Task goal:
Set out the lines of the records as a numbered list, from the start of the records through the line holding "[[257, 38]]", inclusive, and skip any blank lines and leave out the pictures.

Source material:
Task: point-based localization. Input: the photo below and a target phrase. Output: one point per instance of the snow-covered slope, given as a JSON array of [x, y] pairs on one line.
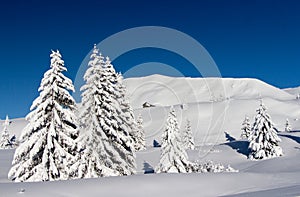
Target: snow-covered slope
[[216, 108], [293, 91], [165, 91]]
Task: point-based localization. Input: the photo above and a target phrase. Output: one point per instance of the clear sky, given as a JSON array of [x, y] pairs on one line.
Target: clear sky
[[257, 38]]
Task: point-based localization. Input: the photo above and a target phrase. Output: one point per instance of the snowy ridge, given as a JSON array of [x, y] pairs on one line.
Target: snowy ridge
[[165, 91], [293, 91]]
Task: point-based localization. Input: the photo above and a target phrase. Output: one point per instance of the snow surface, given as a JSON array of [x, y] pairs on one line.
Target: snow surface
[[216, 118]]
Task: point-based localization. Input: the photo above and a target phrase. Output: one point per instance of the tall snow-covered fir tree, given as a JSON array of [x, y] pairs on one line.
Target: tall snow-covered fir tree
[[128, 118], [288, 127], [47, 144], [107, 146], [246, 128], [264, 141], [141, 133], [173, 158], [188, 139], [4, 139]]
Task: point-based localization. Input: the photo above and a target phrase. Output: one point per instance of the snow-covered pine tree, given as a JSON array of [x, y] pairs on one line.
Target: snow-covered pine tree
[[107, 146], [141, 133], [94, 159], [173, 158], [246, 128], [128, 117], [4, 140], [118, 120], [288, 127], [264, 141], [188, 139], [47, 143]]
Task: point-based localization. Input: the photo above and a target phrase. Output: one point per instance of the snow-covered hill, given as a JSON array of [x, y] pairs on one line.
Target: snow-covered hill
[[165, 91], [216, 108], [293, 91]]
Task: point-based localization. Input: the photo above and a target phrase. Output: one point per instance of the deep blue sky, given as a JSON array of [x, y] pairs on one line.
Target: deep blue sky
[[259, 39]]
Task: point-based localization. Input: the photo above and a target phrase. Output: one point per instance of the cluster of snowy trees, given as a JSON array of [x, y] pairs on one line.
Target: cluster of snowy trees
[[174, 158], [7, 141], [262, 136], [62, 141]]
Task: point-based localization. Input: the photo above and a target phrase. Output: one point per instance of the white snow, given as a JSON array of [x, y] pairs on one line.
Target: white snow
[[216, 120]]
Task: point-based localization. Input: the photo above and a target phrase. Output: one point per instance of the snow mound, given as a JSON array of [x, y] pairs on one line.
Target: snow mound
[[166, 91]]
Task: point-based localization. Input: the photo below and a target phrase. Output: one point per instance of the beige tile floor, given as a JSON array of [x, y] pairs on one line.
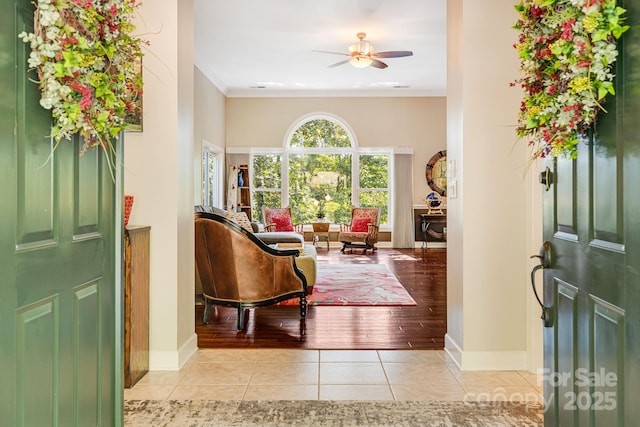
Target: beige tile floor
[[273, 374]]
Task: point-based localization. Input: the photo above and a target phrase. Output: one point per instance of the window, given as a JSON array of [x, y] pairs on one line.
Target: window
[[321, 174], [211, 175], [374, 183], [267, 183]]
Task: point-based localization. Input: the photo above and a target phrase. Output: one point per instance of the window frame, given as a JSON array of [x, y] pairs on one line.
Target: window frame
[[217, 152], [354, 150]]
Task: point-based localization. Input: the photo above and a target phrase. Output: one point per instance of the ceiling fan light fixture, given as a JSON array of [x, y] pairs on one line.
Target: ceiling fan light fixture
[[360, 61]]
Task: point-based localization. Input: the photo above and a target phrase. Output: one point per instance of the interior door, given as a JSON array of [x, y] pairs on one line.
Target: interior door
[[58, 270], [592, 286]]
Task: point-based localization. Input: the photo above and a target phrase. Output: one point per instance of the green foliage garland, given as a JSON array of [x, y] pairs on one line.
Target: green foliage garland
[[88, 65], [567, 49]]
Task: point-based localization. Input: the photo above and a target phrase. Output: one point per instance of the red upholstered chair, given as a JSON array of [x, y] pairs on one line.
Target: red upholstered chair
[[279, 219], [362, 232]]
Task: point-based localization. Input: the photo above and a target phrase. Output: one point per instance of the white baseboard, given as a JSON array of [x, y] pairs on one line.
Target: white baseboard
[[420, 244], [173, 360], [485, 360]]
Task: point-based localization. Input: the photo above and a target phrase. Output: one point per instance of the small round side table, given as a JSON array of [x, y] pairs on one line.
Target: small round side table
[[320, 229]]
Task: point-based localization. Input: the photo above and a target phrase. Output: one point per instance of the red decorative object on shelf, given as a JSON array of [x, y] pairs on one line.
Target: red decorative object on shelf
[[128, 204]]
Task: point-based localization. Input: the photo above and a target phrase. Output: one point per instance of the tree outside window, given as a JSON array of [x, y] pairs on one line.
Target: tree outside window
[[317, 169], [374, 183], [267, 183]]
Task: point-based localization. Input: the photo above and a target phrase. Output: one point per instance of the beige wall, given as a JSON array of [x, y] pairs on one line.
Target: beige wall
[[418, 122], [493, 224], [159, 173], [489, 222]]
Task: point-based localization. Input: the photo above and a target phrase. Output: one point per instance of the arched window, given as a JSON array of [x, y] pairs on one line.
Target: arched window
[[321, 173]]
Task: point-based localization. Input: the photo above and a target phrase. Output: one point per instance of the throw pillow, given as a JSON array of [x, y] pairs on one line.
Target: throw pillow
[[241, 219], [360, 225], [283, 223]]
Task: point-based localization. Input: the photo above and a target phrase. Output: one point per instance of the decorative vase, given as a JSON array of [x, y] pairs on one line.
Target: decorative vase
[[128, 204]]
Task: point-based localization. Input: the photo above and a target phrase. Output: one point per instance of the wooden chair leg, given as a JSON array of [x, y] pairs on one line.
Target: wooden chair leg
[[303, 306], [240, 318]]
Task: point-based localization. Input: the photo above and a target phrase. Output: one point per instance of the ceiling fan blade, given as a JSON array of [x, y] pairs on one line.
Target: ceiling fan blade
[[339, 63], [392, 54], [334, 53], [378, 64]]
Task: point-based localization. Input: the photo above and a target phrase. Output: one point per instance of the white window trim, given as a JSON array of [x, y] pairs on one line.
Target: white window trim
[[354, 150], [219, 151]]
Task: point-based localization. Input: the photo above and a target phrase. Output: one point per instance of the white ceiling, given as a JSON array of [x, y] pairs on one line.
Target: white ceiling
[[265, 47]]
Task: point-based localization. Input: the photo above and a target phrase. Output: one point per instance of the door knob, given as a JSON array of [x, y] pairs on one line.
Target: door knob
[[545, 262], [545, 178]]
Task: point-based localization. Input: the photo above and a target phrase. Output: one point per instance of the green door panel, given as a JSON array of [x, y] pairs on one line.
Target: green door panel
[[592, 220], [59, 274]]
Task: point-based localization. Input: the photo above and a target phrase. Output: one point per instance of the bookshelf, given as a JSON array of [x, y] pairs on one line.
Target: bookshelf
[[244, 190]]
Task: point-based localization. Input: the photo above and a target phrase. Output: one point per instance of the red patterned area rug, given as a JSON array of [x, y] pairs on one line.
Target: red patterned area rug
[[356, 284]]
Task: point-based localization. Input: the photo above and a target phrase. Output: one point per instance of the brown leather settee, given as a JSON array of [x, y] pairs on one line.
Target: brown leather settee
[[237, 269]]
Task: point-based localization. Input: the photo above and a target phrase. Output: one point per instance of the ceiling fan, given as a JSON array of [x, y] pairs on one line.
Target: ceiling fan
[[362, 55]]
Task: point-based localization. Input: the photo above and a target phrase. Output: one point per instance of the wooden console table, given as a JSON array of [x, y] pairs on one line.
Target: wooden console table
[[136, 303], [434, 227]]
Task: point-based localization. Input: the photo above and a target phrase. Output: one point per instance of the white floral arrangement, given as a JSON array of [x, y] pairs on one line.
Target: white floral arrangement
[[88, 65], [567, 50]]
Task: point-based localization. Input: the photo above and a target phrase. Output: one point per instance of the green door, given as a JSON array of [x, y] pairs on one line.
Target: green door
[[59, 262], [592, 222]]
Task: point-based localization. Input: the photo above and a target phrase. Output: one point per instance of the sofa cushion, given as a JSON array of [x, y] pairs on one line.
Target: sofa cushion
[[280, 237], [241, 219], [282, 223], [359, 225]]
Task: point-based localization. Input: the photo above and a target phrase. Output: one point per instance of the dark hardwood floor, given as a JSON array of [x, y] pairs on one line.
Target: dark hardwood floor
[[421, 271]]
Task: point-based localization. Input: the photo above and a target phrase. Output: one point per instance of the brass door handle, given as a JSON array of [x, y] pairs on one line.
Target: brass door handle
[[545, 262]]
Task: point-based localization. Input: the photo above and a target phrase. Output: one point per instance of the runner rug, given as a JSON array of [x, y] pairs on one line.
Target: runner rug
[[356, 284], [327, 413]]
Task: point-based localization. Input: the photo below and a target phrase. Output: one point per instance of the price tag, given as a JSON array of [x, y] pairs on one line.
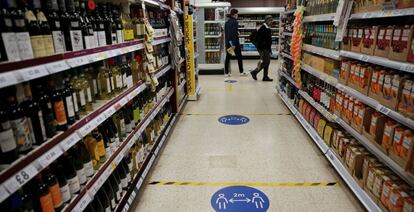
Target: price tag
[[7, 79], [83, 203], [50, 156], [33, 72], [383, 109], [57, 66], [68, 142], [3, 194], [110, 111], [20, 178]]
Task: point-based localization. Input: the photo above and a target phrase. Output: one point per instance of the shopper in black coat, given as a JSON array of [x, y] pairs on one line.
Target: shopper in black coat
[[264, 43], [231, 29]]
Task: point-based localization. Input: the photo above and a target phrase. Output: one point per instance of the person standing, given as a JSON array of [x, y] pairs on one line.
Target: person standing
[[264, 43], [231, 29]]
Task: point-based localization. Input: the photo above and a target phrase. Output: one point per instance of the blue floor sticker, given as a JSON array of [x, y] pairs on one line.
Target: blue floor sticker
[[233, 120], [240, 199]]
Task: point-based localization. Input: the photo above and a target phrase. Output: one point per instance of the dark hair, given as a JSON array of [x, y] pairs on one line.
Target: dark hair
[[233, 12]]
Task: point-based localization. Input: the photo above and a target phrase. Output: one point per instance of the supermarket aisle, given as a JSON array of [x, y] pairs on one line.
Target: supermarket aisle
[[271, 148]]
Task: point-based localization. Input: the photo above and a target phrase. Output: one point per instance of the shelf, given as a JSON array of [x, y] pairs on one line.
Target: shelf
[[402, 66], [80, 202], [214, 22], [212, 36], [383, 14], [322, 51], [38, 159], [319, 18], [363, 197], [361, 97]]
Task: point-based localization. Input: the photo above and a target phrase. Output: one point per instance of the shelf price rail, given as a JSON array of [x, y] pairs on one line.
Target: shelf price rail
[[80, 202]]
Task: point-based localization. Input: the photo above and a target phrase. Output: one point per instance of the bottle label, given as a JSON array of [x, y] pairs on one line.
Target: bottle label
[[38, 46], [69, 106], [82, 98], [48, 42], [120, 36], [23, 133], [60, 114], [42, 125], [59, 41], [76, 40], [24, 45], [65, 191], [7, 142], [46, 203], [101, 38], [10, 45], [89, 94], [74, 185], [88, 169], [81, 175], [75, 102], [56, 195]]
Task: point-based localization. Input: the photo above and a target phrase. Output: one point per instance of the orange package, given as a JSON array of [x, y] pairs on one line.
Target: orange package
[[388, 136], [406, 145], [398, 139]]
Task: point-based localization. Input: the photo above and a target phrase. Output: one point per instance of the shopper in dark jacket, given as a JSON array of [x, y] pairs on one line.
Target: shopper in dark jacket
[[231, 29], [264, 43]]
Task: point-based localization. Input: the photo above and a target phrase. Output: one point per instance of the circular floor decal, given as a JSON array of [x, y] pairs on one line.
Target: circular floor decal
[[234, 120], [230, 81], [240, 199]]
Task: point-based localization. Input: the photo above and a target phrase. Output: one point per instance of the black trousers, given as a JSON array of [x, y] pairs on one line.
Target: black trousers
[[263, 63], [237, 51]]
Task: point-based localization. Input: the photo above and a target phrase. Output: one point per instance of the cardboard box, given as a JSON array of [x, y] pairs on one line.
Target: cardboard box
[[400, 43], [383, 43], [369, 39]]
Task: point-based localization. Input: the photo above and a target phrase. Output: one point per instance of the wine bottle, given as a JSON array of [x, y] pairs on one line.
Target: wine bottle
[[58, 106], [44, 28], [75, 32], [33, 112], [70, 173], [63, 183], [22, 34], [8, 145], [8, 48], [55, 26], [54, 189]]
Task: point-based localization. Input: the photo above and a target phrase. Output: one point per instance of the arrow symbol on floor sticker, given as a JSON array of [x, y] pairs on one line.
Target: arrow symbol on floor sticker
[[247, 200]]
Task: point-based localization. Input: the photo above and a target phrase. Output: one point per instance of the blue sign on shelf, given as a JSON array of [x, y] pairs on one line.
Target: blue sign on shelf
[[230, 81], [240, 199], [233, 120]]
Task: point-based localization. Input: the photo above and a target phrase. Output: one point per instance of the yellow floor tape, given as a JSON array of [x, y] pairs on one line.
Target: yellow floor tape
[[305, 184]]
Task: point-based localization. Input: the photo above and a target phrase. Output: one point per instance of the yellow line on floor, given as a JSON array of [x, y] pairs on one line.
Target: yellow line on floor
[[304, 184], [243, 114]]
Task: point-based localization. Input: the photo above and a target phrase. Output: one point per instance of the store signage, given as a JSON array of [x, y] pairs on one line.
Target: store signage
[[240, 199], [233, 120]]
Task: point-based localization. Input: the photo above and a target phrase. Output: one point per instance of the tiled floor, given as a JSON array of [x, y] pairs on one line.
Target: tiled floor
[[271, 148]]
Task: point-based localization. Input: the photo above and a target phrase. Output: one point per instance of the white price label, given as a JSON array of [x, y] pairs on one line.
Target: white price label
[[110, 111], [3, 194], [57, 66], [83, 203], [50, 156], [7, 79], [33, 72], [68, 142], [383, 109], [20, 178]]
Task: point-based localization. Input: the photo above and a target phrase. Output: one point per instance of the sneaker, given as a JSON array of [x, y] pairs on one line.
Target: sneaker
[[267, 79], [244, 74], [254, 75]]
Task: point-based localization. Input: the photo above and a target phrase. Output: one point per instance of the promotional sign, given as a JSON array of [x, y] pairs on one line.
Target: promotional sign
[[240, 199]]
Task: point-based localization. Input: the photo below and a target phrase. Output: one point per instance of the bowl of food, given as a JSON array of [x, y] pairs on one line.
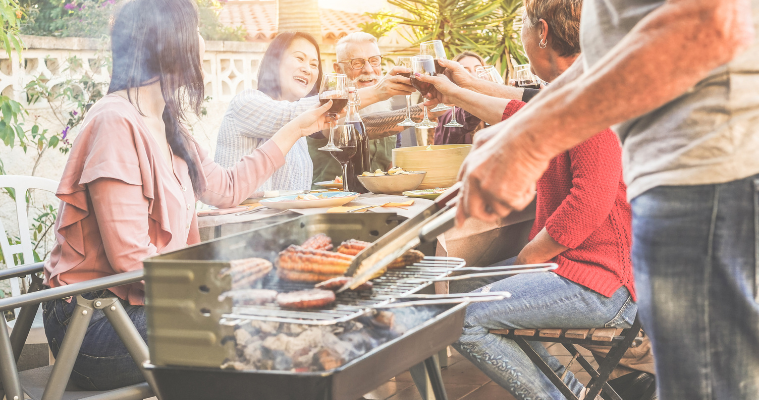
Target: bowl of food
[[394, 181], [441, 162]]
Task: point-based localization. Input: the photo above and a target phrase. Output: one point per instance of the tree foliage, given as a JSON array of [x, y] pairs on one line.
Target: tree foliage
[[483, 26], [91, 18]]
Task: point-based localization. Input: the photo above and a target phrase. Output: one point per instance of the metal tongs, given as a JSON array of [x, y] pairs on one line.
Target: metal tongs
[[424, 227], [438, 299]]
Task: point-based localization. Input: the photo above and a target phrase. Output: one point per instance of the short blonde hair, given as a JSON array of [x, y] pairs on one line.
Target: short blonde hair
[[355, 37], [563, 19]]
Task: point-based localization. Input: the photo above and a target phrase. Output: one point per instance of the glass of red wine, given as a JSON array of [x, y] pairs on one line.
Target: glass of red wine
[[525, 78], [346, 143], [423, 65], [435, 49], [482, 74], [333, 88], [405, 61]]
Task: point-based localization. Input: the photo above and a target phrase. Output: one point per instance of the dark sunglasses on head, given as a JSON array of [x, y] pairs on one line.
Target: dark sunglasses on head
[[358, 63]]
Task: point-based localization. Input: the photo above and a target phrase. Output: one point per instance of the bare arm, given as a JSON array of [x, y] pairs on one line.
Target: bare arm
[[665, 50], [385, 123], [487, 108]]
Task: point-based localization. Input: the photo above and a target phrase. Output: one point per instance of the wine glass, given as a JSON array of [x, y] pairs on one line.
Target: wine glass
[[333, 88], [346, 143], [423, 65], [405, 61], [480, 72], [525, 78], [495, 76], [435, 49]]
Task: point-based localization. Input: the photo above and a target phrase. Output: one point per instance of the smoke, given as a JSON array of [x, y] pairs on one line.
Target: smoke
[[300, 348]]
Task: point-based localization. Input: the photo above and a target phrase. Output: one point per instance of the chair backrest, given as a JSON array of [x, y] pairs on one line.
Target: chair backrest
[[21, 185]]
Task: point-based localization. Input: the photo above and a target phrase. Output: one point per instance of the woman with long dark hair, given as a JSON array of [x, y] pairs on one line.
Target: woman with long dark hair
[[130, 185], [288, 83]]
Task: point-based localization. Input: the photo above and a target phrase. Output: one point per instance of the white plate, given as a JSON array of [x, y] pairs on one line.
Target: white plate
[[328, 200], [329, 184]]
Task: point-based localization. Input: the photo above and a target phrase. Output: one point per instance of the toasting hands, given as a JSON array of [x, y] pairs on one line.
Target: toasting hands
[[314, 120]]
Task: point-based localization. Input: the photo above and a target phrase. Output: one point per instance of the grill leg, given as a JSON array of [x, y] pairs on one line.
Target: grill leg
[[123, 326], [428, 380], [8, 371], [72, 342]]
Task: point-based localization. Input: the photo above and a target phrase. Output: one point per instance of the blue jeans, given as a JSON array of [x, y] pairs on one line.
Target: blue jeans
[[103, 362], [696, 274], [539, 300]]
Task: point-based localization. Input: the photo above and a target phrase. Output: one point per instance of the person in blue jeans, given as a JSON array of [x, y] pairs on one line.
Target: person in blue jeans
[[688, 121]]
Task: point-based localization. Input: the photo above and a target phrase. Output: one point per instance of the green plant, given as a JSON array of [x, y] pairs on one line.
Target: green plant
[[67, 18], [210, 26], [10, 18], [482, 26], [380, 25], [44, 17]]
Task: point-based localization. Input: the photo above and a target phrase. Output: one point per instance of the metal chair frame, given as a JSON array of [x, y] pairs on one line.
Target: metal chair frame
[[599, 378], [11, 345]]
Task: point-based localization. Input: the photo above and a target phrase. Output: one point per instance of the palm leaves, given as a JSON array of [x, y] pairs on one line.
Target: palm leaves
[[482, 26]]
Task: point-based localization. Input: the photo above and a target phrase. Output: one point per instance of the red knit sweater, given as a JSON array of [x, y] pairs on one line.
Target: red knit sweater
[[582, 204]]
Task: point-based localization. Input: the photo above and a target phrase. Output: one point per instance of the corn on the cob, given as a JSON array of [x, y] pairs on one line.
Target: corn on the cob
[[318, 242]]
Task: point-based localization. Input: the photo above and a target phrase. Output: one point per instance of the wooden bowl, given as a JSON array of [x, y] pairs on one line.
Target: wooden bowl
[[442, 162], [392, 184]]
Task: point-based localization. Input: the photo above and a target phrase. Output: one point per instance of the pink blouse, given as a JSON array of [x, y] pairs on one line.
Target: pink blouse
[[121, 202]]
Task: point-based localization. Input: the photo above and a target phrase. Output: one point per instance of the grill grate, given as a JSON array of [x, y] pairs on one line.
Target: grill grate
[[348, 305]]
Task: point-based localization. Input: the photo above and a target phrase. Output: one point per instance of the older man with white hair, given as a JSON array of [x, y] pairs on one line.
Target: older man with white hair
[[358, 57]]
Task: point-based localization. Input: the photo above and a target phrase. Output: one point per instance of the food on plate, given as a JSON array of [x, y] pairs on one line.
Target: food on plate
[[313, 298], [245, 272], [318, 242], [340, 281], [250, 297], [319, 261], [310, 197], [352, 247], [409, 258], [391, 171]]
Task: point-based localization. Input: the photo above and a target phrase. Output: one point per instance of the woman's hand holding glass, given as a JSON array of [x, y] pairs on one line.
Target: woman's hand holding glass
[[315, 119]]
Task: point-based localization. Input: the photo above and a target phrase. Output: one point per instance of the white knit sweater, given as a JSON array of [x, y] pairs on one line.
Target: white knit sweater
[[253, 118]]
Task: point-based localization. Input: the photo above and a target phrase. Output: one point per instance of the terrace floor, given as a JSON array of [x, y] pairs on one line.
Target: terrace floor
[[464, 381]]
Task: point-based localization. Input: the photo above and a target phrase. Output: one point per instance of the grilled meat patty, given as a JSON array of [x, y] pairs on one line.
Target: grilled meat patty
[[340, 281], [250, 297], [318, 242], [313, 298]]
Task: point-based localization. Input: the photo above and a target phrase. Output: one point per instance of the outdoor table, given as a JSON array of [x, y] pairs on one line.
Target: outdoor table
[[212, 227]]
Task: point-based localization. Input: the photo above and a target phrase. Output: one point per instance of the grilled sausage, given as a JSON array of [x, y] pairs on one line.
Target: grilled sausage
[[318, 242], [247, 271], [314, 298], [298, 276], [340, 281], [250, 297], [352, 247], [411, 257], [318, 261]]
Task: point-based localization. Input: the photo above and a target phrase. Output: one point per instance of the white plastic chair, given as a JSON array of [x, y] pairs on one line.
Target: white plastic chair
[[21, 184]]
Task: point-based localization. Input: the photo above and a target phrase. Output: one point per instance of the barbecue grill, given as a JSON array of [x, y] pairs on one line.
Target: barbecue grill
[[191, 331]]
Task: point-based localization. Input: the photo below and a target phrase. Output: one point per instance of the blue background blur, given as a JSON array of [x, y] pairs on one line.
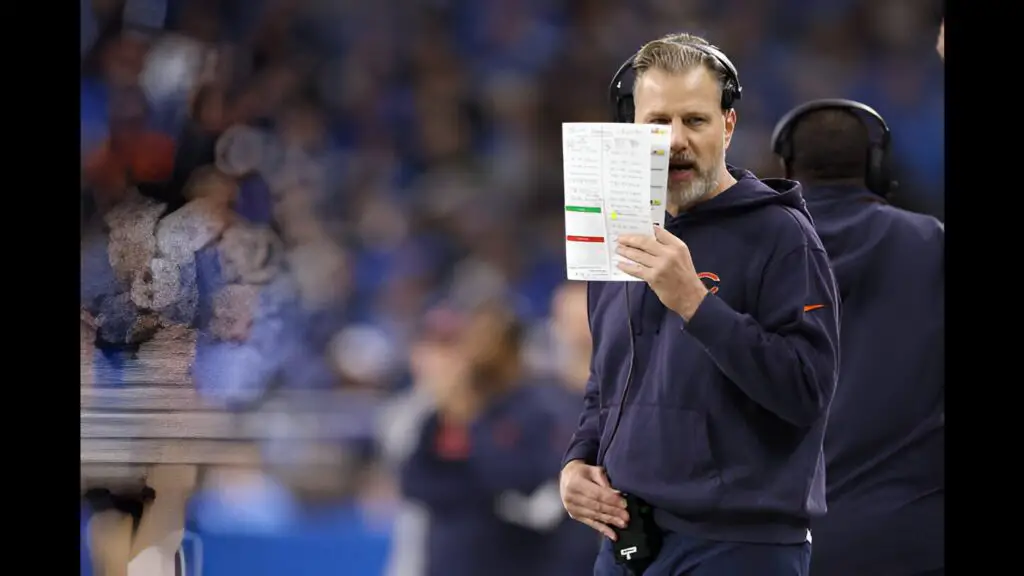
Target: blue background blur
[[435, 126]]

Output of the exercise:
1. Task: point-based localization. Input: the photo below and a target phrase. Output: one point per instance of the snow-covered slope, given as a JSON array of [x, y] pairs on one line.
2. Target: snow-covered slope
3. [[216, 108], [293, 91], [165, 91]]
4. Task: point-based localization. Input: the photo above and a target phrase. Output: one point per instance of the clear sky, given as a JSON array of [x, y] pairs on one line.
5. Target: clear sky
6. [[257, 38]]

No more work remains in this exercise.